Quoted text |

Julian Harty PhD Candidate, The Open University

In this except from their book, The Mobile Analytics Playbook: A Practical Guide to Better Testing, application testing experts Julian Harty and Antoine Aymer explain four time-tested techniques that mobile development teams can use to improve testing for their apps, and in turn improve app quality.

You can download the entire e-book at the following link:

We have already introduced various concepts and approaches to improve the testing of mobile apps. Through reviewing several hundred research papers and the state of the art in the industry, we have identified four well-accepted and proven ways to boost app testing. They are:

  1. Better testing
  2. Test automation and continuous automated testing
  3. Scaling testing
  4. Static analysis

We will cover these in turn.

1) Better testing

When testers apply better practices and techniques they can test more effectively. Often the concepts seem too simple to work; for instance, using personas and heuristics is not complex or complicated to try. Nonetheless, when people aren’t aware of these techniques or do not apply them their testing can be mediocre. For instance, only 30 percent of screens and 6 percent of the code were exercised by 7 users who tested 28 popular Android apps.

Also, when testing is limited to the lab it lacks the richness, realism, or variety of how the apps are actually used. Furthermore, learning how to understand the information available on the device and the tools that access that information will enable testers to use these rich seams of data.

We want to break things before users do. One way to achieve this is to introduce volatility into the system and environment. We can embrace “disorder, randomness, and impermanence to make systems even better,” where the system is the mobile device, the network connection, and other services the app relies on. The same book makes two key points well worth considering when designing and performing our tests: “How to use continual experimentation and minor failures to make critical adjustments—and discover breakthroughs”, and “How an overreliance on measurement and automation can make systems fragile.” 


Testing software actually consists of at least three primary activities: Testing, Bug investigation, and Setup (TBS). Time spent on setup and bug investigation effectively reduces the time needed for doing the actual testing. As the TBS figure shows, we want to increase the T and reduce the B and the S.

TBS is one aspect of session-based test management (SBTM), both the work of Jon Bach, a well-recognized guru in software testing.

Recreating sufficient fidelity

Tests don’t necessarily reflect reality, particularly when testing mobile apps. Our environment, device, conditions, experience, test design, and many other factors affect the validity of the results in terms of whether the bugs would be relevant for end users and how completely we can capture problems that would affect these users.

Conversely, as we work to improve the fidelity of our tests and our testing we risk over-investing in time, effort, and money. Therefore, it’s useful and important to find ways to test with sufficient fidelity to find flaws that are particularly relevant to various stakeholders, including the end users.

Improving the setup time and bug investigation can also indirectly help improve the testing and the ability to analyze, and reproduce, what happened.

Improving setup work

Installing apps and configuring devices can be burdensome and time-consuming. We can automate the creation and distribution of test releasesof the app, for instance by using the open-source continuous integration tool Jenkins. Another open-source project, Spoonfocuses on making automated tests easy to distribute, observe, and run.

Some smart teams have also created small software utilities that enable them to change system settings such as locale, Wi-Fi, etc. Android’s open architecture enables these apps to be written, installed, and used more easily than for other mobile platforms that are more closed in terms of what third-party software is permitted to do.

Improving bug investigation

Chasing bugs can be extremely frustrating and time-consuming. Also, critical information can be lost in the communication between the finder of the bug (which may be software) and whoever is trying to understand and possibly recreate the problem. Improving the bug investigation reduces the latency and cost of being able to make informed decisions of what to do about the bug.

Stored data |

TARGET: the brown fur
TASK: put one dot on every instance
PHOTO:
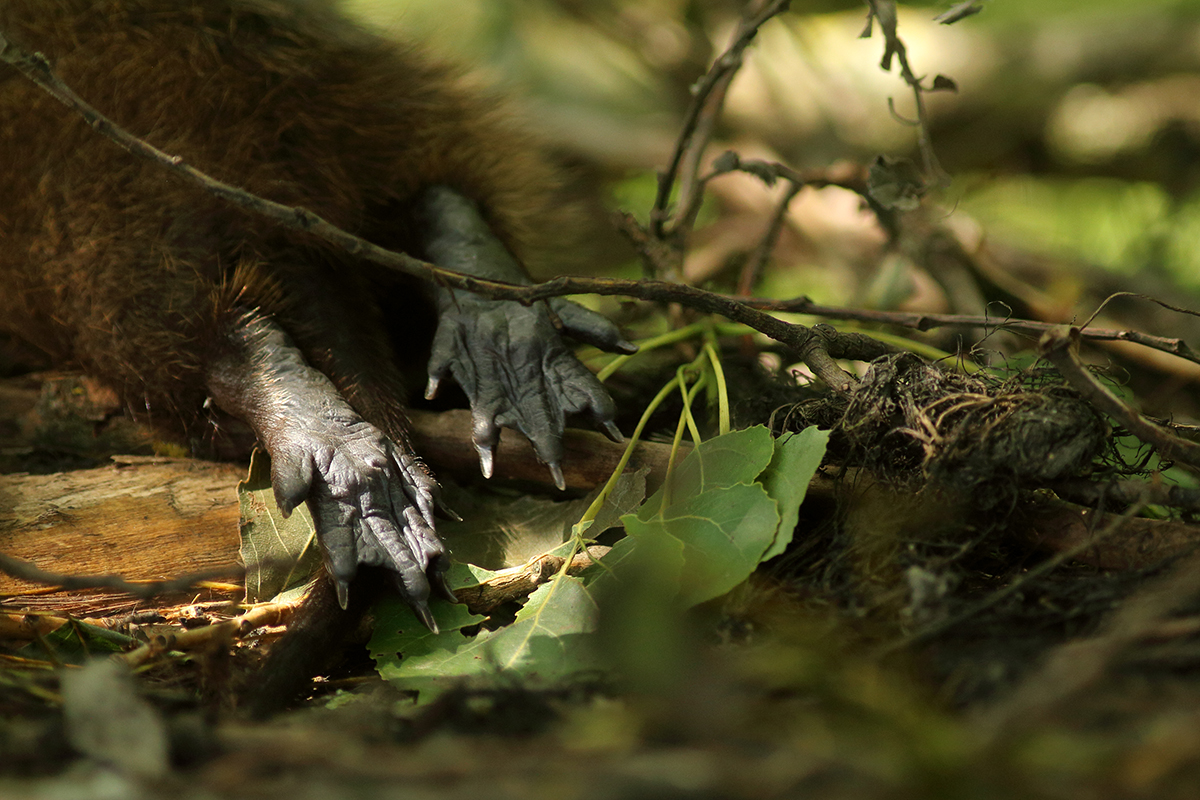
(109, 263)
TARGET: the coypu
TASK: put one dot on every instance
(175, 298)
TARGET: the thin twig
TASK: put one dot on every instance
(726, 64)
(797, 337)
(925, 322)
(885, 11)
(1126, 492)
(1062, 350)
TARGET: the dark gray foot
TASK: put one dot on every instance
(510, 359)
(371, 500)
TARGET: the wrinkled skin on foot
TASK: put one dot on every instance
(510, 359)
(371, 500)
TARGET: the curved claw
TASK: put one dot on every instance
(343, 593)
(611, 431)
(556, 471)
(485, 459)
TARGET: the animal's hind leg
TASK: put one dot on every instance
(510, 359)
(371, 499)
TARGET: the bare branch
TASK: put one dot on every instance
(713, 83)
(1062, 350)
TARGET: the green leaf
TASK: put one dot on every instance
(501, 531)
(731, 504)
(724, 534)
(737, 457)
(797, 458)
(280, 553)
(546, 641)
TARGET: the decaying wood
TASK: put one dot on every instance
(150, 519)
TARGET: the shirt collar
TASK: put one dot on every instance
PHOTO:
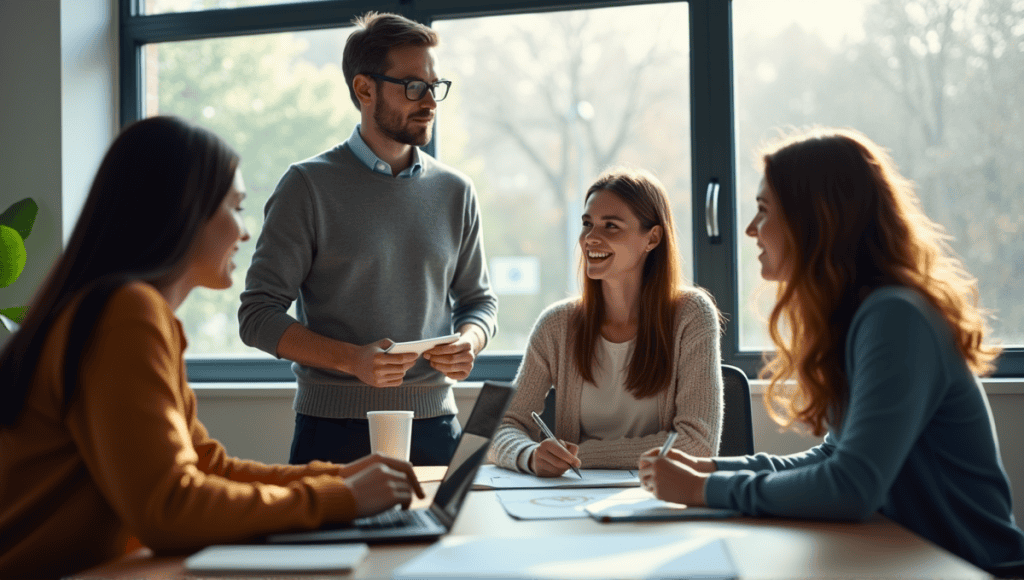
(370, 159)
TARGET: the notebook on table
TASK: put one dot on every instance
(431, 523)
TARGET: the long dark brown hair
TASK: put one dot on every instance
(159, 182)
(852, 223)
(650, 368)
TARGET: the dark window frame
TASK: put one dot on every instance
(713, 137)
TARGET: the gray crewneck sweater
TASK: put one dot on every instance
(369, 256)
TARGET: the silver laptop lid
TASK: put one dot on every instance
(472, 450)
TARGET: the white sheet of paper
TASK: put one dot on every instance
(558, 503)
(278, 558)
(573, 557)
(495, 478)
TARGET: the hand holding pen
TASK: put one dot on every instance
(551, 462)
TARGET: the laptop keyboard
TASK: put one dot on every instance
(409, 520)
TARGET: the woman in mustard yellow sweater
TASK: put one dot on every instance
(99, 442)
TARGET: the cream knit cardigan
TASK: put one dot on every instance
(691, 405)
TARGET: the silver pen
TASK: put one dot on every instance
(668, 444)
(547, 432)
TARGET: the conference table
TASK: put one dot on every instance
(760, 548)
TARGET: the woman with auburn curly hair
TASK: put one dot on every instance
(879, 325)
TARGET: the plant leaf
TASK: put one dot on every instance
(15, 314)
(20, 216)
(12, 256)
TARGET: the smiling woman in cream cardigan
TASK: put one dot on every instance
(632, 359)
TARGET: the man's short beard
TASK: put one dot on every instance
(390, 123)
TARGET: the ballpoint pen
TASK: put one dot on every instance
(668, 444)
(547, 432)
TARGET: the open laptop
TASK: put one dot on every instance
(434, 522)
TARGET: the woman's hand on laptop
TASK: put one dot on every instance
(379, 483)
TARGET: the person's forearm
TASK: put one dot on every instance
(476, 336)
(302, 345)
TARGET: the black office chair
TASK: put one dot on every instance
(737, 428)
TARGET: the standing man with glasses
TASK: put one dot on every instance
(378, 242)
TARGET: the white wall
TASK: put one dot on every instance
(258, 424)
(30, 130)
(57, 115)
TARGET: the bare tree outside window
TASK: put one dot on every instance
(938, 82)
(545, 102)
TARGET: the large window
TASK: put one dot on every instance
(545, 95)
(541, 104)
(938, 82)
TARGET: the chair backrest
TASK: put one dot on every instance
(737, 428)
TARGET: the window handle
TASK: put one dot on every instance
(711, 212)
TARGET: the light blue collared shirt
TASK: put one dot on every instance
(370, 159)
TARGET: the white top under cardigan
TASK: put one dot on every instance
(691, 405)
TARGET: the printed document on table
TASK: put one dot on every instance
(495, 478)
(573, 557)
(553, 503)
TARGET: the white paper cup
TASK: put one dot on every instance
(390, 432)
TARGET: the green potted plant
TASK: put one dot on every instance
(15, 224)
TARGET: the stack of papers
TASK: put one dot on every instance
(572, 557)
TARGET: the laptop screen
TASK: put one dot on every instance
(470, 453)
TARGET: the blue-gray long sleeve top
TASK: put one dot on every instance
(918, 443)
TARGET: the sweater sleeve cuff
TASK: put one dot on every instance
(339, 503)
(272, 330)
(731, 463)
(717, 490)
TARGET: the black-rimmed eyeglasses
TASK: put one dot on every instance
(415, 90)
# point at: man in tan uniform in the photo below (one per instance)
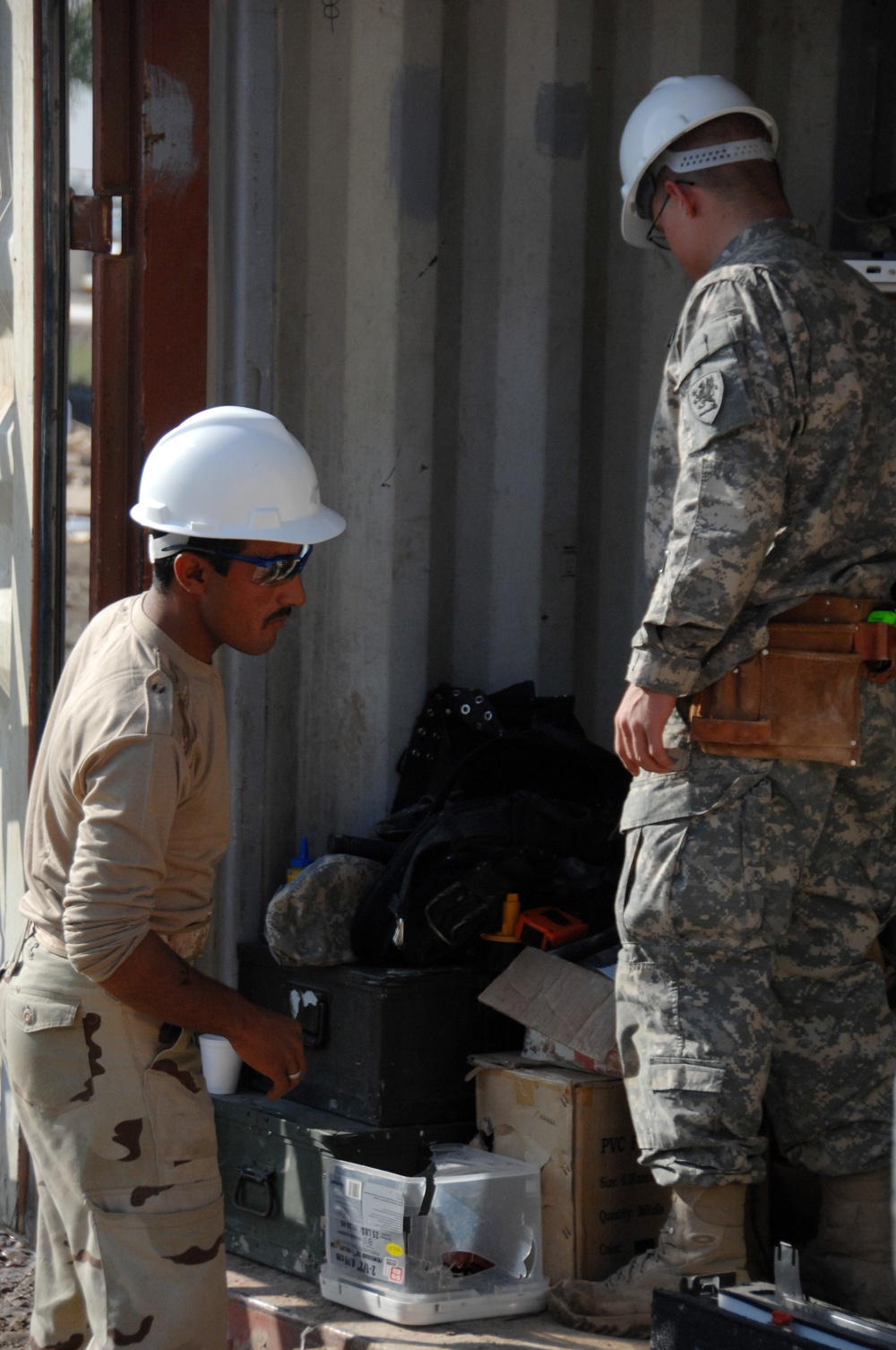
(127, 817)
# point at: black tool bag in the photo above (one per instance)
(535, 813)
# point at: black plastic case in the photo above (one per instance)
(387, 1046)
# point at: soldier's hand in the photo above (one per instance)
(640, 723)
(272, 1045)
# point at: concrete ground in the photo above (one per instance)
(274, 1311)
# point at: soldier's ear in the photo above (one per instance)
(192, 573)
(685, 197)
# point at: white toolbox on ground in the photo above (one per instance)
(461, 1241)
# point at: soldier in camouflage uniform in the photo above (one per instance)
(754, 885)
(127, 817)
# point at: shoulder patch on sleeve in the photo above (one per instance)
(714, 384)
(159, 702)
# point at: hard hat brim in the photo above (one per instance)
(314, 528)
(634, 229)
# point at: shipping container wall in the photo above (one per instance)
(467, 349)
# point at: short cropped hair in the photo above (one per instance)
(163, 567)
(760, 177)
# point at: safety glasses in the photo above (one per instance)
(655, 235)
(269, 571)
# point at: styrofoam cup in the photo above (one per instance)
(220, 1064)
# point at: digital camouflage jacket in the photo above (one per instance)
(773, 455)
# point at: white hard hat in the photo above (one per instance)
(674, 107)
(232, 472)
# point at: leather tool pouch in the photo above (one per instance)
(799, 698)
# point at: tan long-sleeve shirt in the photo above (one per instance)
(128, 806)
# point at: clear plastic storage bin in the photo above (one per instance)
(461, 1241)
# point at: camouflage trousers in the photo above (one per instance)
(751, 894)
(122, 1137)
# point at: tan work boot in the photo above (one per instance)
(849, 1261)
(702, 1235)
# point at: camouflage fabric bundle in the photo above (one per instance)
(309, 920)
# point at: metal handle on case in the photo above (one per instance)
(314, 1017)
(255, 1174)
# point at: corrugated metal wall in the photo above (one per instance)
(470, 354)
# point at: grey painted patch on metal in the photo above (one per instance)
(415, 141)
(168, 130)
(562, 120)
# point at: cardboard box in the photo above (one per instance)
(567, 1005)
(598, 1206)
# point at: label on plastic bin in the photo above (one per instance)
(365, 1229)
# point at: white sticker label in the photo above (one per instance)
(366, 1227)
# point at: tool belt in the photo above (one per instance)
(799, 697)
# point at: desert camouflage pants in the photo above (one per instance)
(751, 896)
(122, 1136)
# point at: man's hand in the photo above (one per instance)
(157, 982)
(640, 723)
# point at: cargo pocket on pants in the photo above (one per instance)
(159, 1273)
(47, 1049)
(685, 1103)
(181, 1114)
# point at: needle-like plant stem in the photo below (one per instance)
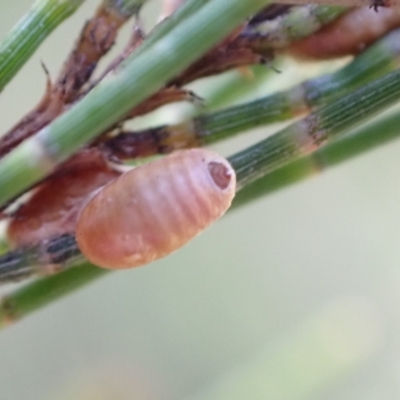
(139, 76)
(380, 58)
(26, 36)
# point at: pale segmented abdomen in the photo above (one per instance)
(159, 207)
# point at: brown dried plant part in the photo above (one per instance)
(51, 105)
(96, 39)
(55, 205)
(150, 142)
(348, 35)
(234, 52)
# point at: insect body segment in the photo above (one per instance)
(153, 210)
(139, 216)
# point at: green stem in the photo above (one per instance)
(18, 46)
(310, 133)
(295, 24)
(363, 139)
(45, 291)
(205, 129)
(139, 77)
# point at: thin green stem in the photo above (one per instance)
(363, 139)
(22, 41)
(382, 57)
(296, 23)
(319, 127)
(45, 291)
(139, 77)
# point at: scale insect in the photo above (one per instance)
(153, 210)
(127, 219)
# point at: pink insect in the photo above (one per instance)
(120, 220)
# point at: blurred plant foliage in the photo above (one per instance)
(239, 45)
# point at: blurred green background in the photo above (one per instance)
(296, 296)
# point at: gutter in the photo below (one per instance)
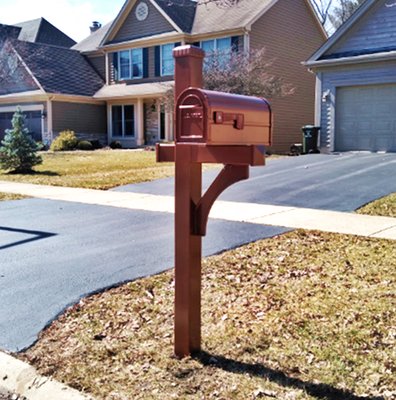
(367, 58)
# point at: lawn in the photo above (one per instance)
(305, 315)
(101, 169)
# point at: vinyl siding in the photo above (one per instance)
(154, 24)
(99, 63)
(151, 70)
(348, 76)
(290, 35)
(83, 119)
(376, 30)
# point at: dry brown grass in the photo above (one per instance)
(305, 315)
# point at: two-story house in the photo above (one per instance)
(133, 57)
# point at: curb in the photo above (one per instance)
(18, 377)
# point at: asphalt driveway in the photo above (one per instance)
(53, 253)
(341, 182)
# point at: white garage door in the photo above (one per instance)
(366, 118)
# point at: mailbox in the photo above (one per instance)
(205, 116)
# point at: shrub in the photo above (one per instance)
(84, 145)
(18, 152)
(115, 144)
(65, 141)
(96, 144)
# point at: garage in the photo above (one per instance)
(366, 118)
(33, 123)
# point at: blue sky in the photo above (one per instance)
(73, 17)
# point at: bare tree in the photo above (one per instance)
(322, 8)
(246, 73)
(343, 11)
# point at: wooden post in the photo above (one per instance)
(188, 247)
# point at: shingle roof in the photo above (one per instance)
(210, 17)
(93, 41)
(182, 12)
(41, 31)
(58, 69)
(9, 31)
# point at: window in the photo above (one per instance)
(167, 60)
(131, 64)
(222, 46)
(123, 121)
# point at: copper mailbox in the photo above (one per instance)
(205, 116)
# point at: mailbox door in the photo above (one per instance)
(191, 119)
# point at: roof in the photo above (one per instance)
(58, 69)
(93, 41)
(212, 18)
(41, 31)
(138, 90)
(192, 17)
(182, 12)
(9, 31)
(339, 34)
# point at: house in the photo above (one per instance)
(132, 55)
(51, 83)
(356, 82)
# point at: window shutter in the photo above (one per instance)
(235, 43)
(157, 61)
(115, 66)
(145, 63)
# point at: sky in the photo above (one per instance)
(73, 17)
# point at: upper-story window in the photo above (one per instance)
(223, 44)
(167, 60)
(222, 47)
(130, 64)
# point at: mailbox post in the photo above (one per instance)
(211, 127)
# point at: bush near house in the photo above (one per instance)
(18, 153)
(85, 145)
(66, 140)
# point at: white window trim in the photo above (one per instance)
(215, 41)
(161, 69)
(130, 76)
(123, 136)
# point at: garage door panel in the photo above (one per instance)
(366, 118)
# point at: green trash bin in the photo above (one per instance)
(310, 139)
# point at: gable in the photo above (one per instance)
(14, 77)
(210, 17)
(8, 31)
(373, 33)
(131, 28)
(41, 31)
(47, 64)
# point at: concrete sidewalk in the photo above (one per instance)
(288, 217)
(19, 378)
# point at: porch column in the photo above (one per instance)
(140, 123)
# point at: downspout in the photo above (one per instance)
(50, 119)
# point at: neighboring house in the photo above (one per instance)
(356, 82)
(52, 84)
(133, 57)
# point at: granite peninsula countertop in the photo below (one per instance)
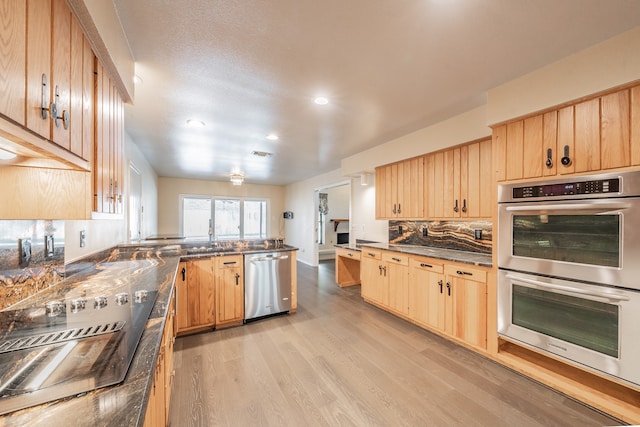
(465, 257)
(125, 404)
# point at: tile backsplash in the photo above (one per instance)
(19, 280)
(472, 236)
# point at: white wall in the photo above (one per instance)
(611, 63)
(364, 224)
(605, 65)
(170, 189)
(111, 230)
(465, 127)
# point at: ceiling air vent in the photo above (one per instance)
(261, 153)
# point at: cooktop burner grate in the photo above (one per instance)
(60, 336)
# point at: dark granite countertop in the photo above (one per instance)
(123, 404)
(465, 257)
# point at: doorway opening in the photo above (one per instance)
(332, 216)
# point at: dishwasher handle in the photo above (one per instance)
(268, 258)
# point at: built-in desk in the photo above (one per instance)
(347, 266)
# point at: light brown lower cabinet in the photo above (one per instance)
(195, 295)
(385, 280)
(229, 290)
(347, 267)
(210, 293)
(157, 414)
(448, 298)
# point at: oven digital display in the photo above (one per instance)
(568, 189)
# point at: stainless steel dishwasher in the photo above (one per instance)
(267, 286)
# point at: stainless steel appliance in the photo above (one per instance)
(568, 285)
(75, 342)
(267, 288)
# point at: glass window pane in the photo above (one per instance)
(227, 219)
(196, 213)
(255, 219)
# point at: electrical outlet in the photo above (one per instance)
(24, 249)
(49, 249)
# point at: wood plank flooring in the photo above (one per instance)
(341, 362)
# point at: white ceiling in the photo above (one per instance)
(248, 68)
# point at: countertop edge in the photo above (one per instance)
(471, 258)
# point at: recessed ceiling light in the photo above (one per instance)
(321, 100)
(7, 155)
(261, 153)
(195, 123)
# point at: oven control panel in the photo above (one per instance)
(568, 188)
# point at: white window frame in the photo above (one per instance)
(213, 199)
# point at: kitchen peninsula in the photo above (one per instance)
(150, 267)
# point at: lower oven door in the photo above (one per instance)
(591, 326)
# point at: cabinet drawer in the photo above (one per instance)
(426, 264)
(371, 253)
(230, 261)
(347, 253)
(396, 258)
(470, 273)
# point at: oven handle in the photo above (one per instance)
(568, 289)
(602, 208)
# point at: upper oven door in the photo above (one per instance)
(595, 241)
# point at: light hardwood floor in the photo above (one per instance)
(341, 362)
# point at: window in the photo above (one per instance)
(224, 218)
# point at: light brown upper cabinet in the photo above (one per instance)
(13, 28)
(109, 145)
(589, 136)
(458, 180)
(400, 189)
(46, 85)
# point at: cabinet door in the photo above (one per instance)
(426, 283)
(436, 190)
(372, 276)
(635, 125)
(412, 191)
(515, 150)
(13, 33)
(549, 143)
(451, 184)
(61, 70)
(182, 298)
(466, 305)
(468, 308)
(39, 63)
(397, 287)
(615, 150)
(200, 292)
(229, 289)
(587, 136)
(397, 183)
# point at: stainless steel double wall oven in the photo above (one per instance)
(569, 270)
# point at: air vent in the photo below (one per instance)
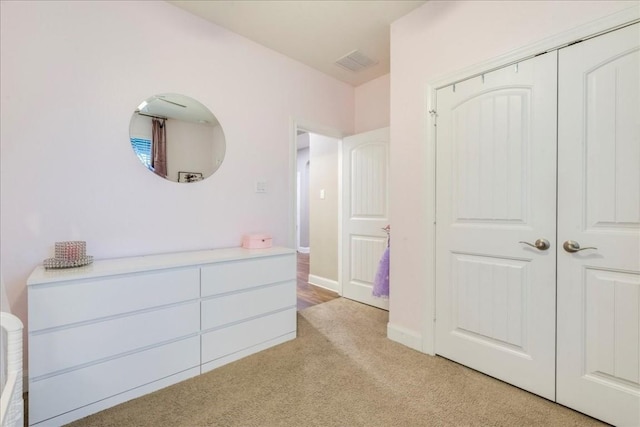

Required tasks |
1) According to the mobile app testing excerpt, what three primary activities does testing software consist of?
2) Reproduce the part of the mobile app testing excerpt starting with "We have already" and going on through "popular Android apps.".
The rows come from a different source than the mobile app testing excerpt.

Results by task |
1) Testing, Bug investigation, and Setup (TBS).

2)
We have already introduced various concepts and approaches to improve the testing of mobile apps. Through reviewing several hundred research papers and the state of the art in the industry, we have identified four well-accepted and proven ways to boost app testing. They are:

  1. Better testing
  2. Test automation and continuous automated testing
  3. Scaling testing
  4. Static analysis

We will cover these in turn.

1) Better testing

When testers apply better practices and techniques they can test more effectively. Often the concepts seem too simple to work; for instance, using personas and heuristics is not complex or complicated to try. Nonetheless, when people aren’t aware of these techniques or do not apply them their testing can be mediocre. For instance, only 30 percent of screens and 6 percent of the code were exercised by 7 users who tested 28 popular Android apps.